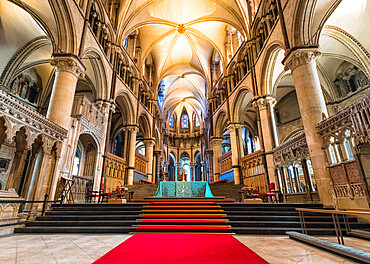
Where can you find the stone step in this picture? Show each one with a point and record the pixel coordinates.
(69, 229)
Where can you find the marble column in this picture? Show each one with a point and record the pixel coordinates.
(132, 130)
(67, 70)
(263, 105)
(302, 63)
(149, 145)
(235, 152)
(217, 153)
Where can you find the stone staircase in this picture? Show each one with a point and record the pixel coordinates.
(269, 219)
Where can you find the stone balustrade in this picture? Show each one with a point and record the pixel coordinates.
(141, 163)
(225, 162)
(343, 134)
(17, 115)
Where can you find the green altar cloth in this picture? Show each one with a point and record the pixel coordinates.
(183, 189)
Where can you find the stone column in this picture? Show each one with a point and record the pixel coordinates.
(217, 153)
(149, 145)
(263, 105)
(67, 70)
(132, 130)
(302, 63)
(235, 152)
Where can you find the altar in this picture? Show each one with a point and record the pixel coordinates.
(183, 189)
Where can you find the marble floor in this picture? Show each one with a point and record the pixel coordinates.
(83, 249)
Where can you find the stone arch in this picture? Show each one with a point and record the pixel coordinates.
(5, 130)
(99, 72)
(123, 102)
(268, 67)
(221, 123)
(303, 32)
(144, 124)
(243, 98)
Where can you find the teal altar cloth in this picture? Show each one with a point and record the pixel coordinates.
(183, 189)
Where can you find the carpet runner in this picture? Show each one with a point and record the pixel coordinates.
(183, 217)
(182, 233)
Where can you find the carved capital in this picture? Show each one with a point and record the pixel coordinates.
(300, 56)
(68, 63)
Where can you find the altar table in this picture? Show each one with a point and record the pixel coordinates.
(183, 189)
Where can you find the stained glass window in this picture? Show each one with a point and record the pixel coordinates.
(171, 121)
(184, 121)
(197, 123)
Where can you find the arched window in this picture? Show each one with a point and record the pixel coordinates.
(184, 121)
(197, 123)
(171, 121)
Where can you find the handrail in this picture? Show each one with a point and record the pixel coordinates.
(44, 202)
(341, 212)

:: What is being asked ::
Render every row above as a numbered list, leaving out blank lines and omitting the pictures.

:: Result for this exercise ::
1. Where can you find the stone step in this picture? Show each one with a point and record the pixel coordinates.
2. (69, 229)
3. Where can you find the marble column in this picture? Show each one with a point and record the pixel coordinates.
4. (132, 130)
5. (67, 70)
6. (263, 105)
7. (302, 63)
8. (149, 145)
9. (235, 152)
10. (217, 153)
11. Where can you find the stone staircase in this picture? Show each one with a point and record the pixel coordinates.
12. (269, 219)
13. Where can you find the stone balustrade in this picture? Show each one with a point and record the pixel coordinates.
14. (141, 163)
15. (225, 162)
16. (343, 134)
17. (17, 115)
18. Where can you find the green altar cloth in this picture? Show each one with a point and record the pixel coordinates.
19. (183, 189)
20. Where can you find the stone column in this picture? Show each one with a point and record the pixel coordinates.
21. (217, 153)
22. (149, 145)
23. (263, 105)
24. (67, 70)
25. (132, 130)
26. (302, 63)
27. (235, 152)
28. Where can you find the altar in this picture? Show each one with a point and record the pixel coordinates.
29. (183, 189)
30. Where can you find the marble floor in this picture? Show each one with a point and record the pixel coordinates.
31. (83, 249)
32. Where can you find the stone arch in this picture? Show each one with a point and record the pixel coordinates.
33. (5, 130)
34. (99, 72)
35. (123, 102)
36. (268, 67)
37. (221, 123)
38. (303, 32)
39. (144, 124)
40. (243, 98)
41. Where can you find the teal altar cloth in this picture? Show each one with a point and record the pixel coordinates.
42. (183, 189)
43. Where can you find the carpet runner in this picture? Show each one with a point and record the pixel coordinates.
44. (183, 217)
45. (182, 233)
46. Where can you find the carved capital in this picture? Show each one with a point and record the pixel coordinates.
47. (300, 56)
48. (68, 63)
49. Where can you find the altar table in this picture? Show each one with a point and record the pixel coordinates.
50. (183, 189)
51. Where can you find the stained glass window in this picture? Show each one with a point and record the pixel coordinates.
52. (171, 121)
53. (184, 121)
54. (197, 123)
55. Where can you find the arched window in this picture? Show each one with a point and record the pixel coordinates.
56. (184, 121)
57. (197, 123)
58. (171, 121)
59. Where can you find the handrail in this picture? Show each one with a point and record the pixel coordinates.
60. (44, 202)
61. (341, 212)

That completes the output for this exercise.